[AVAILABLE DATA]
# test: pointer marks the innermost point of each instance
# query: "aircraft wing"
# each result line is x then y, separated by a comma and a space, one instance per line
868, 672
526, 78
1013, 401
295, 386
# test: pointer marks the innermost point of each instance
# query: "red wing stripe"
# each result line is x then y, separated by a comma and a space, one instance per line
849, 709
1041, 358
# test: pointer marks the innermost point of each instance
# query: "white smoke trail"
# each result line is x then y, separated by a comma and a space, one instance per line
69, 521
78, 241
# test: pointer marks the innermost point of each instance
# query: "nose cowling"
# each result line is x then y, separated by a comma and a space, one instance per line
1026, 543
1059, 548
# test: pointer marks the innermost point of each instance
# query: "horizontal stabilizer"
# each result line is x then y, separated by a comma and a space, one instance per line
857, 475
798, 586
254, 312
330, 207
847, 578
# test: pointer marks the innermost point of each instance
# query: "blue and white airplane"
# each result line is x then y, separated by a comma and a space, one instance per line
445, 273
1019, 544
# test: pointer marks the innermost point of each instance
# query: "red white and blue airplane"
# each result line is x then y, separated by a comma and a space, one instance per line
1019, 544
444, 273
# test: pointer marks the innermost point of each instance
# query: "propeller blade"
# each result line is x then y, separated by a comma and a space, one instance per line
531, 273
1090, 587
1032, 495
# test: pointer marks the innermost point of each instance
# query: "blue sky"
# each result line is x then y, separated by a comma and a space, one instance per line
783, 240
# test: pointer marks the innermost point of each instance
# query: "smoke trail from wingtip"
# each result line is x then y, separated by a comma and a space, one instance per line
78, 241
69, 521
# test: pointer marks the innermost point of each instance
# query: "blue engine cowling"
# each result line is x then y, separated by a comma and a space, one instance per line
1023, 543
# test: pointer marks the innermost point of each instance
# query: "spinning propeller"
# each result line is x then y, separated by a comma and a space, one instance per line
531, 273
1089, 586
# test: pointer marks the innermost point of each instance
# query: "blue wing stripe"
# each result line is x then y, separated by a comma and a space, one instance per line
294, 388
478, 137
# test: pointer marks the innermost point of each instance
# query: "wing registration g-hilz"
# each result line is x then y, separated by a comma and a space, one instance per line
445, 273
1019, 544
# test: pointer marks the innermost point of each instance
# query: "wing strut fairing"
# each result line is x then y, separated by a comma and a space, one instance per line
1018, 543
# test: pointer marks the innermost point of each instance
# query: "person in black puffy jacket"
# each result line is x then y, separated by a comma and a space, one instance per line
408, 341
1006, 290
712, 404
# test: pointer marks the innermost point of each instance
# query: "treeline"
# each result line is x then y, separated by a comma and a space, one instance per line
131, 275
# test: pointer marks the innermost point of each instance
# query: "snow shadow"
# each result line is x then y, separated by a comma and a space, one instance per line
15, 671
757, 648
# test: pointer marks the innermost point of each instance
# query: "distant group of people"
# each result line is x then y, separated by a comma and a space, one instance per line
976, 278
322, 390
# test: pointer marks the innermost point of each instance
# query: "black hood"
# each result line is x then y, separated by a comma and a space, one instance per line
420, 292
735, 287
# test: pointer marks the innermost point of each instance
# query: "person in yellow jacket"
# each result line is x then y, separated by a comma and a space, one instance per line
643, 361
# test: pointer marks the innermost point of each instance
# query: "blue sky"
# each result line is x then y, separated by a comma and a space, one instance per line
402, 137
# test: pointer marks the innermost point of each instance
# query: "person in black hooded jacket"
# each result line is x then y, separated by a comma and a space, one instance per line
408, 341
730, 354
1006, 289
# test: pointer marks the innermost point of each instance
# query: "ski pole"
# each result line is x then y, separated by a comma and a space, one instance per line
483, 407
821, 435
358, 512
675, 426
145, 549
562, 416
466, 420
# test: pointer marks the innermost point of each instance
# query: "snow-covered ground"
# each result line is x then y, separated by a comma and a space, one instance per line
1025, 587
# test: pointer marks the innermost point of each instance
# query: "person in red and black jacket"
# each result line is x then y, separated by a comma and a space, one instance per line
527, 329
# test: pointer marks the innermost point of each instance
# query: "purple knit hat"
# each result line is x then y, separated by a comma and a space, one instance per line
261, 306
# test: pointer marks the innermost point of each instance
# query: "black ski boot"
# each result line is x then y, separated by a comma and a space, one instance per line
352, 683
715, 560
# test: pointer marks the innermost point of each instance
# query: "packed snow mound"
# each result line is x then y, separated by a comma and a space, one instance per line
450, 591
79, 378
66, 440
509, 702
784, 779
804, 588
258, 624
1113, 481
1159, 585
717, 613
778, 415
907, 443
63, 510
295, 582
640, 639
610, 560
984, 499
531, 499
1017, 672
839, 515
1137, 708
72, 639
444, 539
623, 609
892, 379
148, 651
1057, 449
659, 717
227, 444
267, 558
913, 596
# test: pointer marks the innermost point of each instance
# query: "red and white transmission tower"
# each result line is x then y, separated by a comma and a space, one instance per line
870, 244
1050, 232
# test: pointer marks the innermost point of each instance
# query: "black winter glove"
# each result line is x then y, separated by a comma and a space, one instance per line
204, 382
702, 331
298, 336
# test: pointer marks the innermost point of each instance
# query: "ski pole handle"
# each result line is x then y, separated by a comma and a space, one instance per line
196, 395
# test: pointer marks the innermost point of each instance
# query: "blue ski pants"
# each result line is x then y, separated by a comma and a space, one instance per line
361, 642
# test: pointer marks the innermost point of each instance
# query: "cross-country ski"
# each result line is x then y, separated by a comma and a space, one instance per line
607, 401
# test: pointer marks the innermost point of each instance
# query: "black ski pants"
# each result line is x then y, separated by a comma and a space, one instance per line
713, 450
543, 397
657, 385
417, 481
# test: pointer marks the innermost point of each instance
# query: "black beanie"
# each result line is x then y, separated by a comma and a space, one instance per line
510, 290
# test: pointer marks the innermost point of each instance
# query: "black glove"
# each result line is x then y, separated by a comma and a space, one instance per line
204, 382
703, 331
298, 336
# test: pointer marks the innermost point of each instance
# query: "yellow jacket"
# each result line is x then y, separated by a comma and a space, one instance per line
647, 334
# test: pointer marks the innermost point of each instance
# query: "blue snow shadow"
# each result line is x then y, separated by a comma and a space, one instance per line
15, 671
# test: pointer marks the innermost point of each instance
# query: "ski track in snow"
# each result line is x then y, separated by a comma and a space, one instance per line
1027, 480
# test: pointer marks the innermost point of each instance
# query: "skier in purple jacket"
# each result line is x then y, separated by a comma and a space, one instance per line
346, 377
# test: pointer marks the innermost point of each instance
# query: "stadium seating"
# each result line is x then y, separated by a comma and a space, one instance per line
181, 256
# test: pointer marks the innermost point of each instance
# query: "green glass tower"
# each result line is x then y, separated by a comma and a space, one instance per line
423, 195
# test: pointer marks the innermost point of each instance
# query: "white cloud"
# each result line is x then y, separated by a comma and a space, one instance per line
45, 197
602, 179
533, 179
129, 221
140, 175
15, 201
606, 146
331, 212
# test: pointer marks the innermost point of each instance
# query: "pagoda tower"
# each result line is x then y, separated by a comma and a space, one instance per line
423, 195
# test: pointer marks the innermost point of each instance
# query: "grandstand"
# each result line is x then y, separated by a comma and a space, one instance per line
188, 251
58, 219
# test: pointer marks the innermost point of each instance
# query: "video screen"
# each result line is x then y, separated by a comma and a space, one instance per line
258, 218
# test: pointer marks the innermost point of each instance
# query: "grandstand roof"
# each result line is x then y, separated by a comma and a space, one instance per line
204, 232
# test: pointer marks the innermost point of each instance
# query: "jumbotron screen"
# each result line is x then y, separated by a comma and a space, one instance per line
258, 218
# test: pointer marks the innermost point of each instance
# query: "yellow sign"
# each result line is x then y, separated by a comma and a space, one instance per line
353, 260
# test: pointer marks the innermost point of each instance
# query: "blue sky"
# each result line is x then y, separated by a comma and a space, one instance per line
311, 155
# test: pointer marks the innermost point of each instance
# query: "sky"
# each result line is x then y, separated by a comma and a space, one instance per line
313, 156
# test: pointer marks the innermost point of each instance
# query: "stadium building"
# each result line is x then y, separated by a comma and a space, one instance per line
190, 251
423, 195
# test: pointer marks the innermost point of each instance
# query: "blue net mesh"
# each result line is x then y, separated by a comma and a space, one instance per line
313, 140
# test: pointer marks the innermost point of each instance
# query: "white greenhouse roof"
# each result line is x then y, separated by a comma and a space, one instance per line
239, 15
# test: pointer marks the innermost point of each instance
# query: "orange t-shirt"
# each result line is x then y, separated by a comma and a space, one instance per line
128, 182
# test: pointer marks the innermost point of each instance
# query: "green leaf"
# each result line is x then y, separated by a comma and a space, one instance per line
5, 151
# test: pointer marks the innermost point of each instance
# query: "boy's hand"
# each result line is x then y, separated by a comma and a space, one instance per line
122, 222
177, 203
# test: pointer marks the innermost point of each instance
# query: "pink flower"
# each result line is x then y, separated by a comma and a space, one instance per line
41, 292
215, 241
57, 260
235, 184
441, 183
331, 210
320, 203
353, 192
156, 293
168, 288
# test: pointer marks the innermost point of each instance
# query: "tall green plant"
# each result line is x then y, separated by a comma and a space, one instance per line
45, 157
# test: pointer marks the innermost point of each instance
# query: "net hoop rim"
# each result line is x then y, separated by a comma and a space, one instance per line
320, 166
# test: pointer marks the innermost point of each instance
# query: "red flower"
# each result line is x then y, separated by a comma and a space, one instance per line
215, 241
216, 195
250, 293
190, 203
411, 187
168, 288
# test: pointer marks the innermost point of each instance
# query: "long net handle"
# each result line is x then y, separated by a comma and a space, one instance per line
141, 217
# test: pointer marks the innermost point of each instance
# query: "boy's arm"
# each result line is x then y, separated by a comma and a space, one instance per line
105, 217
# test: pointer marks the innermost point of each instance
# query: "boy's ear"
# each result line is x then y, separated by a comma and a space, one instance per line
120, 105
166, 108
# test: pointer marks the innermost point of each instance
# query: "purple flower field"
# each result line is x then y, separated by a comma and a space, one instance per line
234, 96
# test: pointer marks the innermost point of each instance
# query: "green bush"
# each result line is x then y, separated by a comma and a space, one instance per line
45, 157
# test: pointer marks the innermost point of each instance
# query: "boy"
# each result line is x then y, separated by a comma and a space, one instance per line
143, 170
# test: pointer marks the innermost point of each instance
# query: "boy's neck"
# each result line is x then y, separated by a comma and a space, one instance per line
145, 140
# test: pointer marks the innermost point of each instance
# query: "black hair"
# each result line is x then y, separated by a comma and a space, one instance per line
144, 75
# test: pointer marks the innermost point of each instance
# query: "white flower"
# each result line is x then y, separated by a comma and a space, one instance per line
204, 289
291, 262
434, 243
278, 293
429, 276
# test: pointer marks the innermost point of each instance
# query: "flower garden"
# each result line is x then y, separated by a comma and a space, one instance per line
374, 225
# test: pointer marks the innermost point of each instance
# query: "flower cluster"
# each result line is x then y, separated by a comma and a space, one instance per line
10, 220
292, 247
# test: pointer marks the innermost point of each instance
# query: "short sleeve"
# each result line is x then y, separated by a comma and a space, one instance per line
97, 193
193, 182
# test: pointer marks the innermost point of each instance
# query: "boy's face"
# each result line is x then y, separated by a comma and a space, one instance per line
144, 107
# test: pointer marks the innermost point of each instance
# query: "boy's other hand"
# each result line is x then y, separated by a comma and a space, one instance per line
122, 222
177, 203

[YOUR TASK]
Find the word "flower" in the entries. Copy each line that holds it.

[EXPECTED OUTPUT]
# query: "pink flower"
# query: "red flower"
# query: "purple flower field"
# query: "white flower"
# query: "flower garden"
# query: "flower cluster"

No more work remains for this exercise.